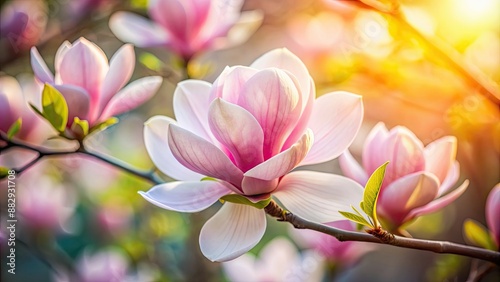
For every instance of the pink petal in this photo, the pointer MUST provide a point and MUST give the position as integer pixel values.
(201, 156)
(77, 99)
(407, 193)
(238, 131)
(303, 123)
(121, 67)
(272, 97)
(286, 60)
(61, 52)
(230, 83)
(129, 27)
(439, 203)
(192, 196)
(440, 156)
(191, 103)
(372, 148)
(132, 96)
(42, 72)
(451, 179)
(404, 151)
(351, 168)
(493, 213)
(241, 269)
(84, 65)
(335, 121)
(232, 231)
(275, 167)
(156, 141)
(318, 196)
(172, 15)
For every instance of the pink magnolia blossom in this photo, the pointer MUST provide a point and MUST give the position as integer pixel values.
(340, 253)
(44, 203)
(187, 26)
(417, 178)
(91, 86)
(278, 261)
(15, 97)
(246, 132)
(493, 214)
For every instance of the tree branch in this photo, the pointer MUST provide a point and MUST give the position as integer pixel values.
(273, 209)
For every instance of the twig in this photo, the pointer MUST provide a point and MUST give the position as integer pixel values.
(342, 235)
(489, 89)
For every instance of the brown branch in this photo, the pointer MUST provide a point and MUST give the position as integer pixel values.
(449, 54)
(442, 247)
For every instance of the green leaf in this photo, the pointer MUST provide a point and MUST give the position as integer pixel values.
(80, 127)
(478, 235)
(36, 110)
(372, 190)
(54, 106)
(14, 128)
(105, 124)
(356, 218)
(208, 178)
(238, 199)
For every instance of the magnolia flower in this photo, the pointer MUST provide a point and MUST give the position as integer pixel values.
(15, 97)
(107, 265)
(416, 179)
(278, 261)
(493, 214)
(187, 26)
(246, 132)
(340, 253)
(91, 86)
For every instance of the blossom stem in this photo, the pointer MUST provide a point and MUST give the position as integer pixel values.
(273, 209)
(440, 48)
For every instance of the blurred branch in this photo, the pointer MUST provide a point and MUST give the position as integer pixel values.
(442, 247)
(149, 175)
(440, 48)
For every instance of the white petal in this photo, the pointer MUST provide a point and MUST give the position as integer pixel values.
(184, 196)
(232, 231)
(318, 196)
(135, 29)
(156, 141)
(335, 121)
------------------------------
Work to be completed
Copy the entries, starting at the line containing "For every instance of the brown" and ending at the last line of the entries. Keep every line unchanged except the point coordinates, which should each be moved by adding 94 to both the x and y values.

Task output
For every instance of the brown branch in this photo, the pointer MUST provide a point and MUST give the position as integer pixel values.
(543, 148)
(536, 341)
For every instance of the green leaf in this photo, the pointer MUST provide a point and MUST give the position as integer pixel values.
(174, 221)
(572, 329)
(130, 204)
(466, 284)
(148, 200)
(108, 222)
(199, 218)
(450, 312)
(302, 272)
(332, 293)
For every instance of the magnolia flower in this photo, the pointer MUST provide a point and MUST give the position as integer pixel values.
(109, 191)
(201, 359)
(510, 273)
(372, 355)
(587, 308)
(281, 120)
(340, 226)
(434, 347)
(185, 180)
For every instance of the blossom stem in this photo, the pointer MUST provide a point and MUST give the position as integer pixel values.
(367, 303)
(534, 142)
For every instance of the blurred branch in this photo, the pointer MUST provide a point and MUST give the position as integer pixel values.
(536, 341)
(243, 269)
(534, 142)
For every instance of the white petal in this photo, the pointer MUST provide a point and MUST give the position as integer pixel values.
(278, 290)
(326, 325)
(412, 290)
(229, 123)
(250, 235)
(429, 215)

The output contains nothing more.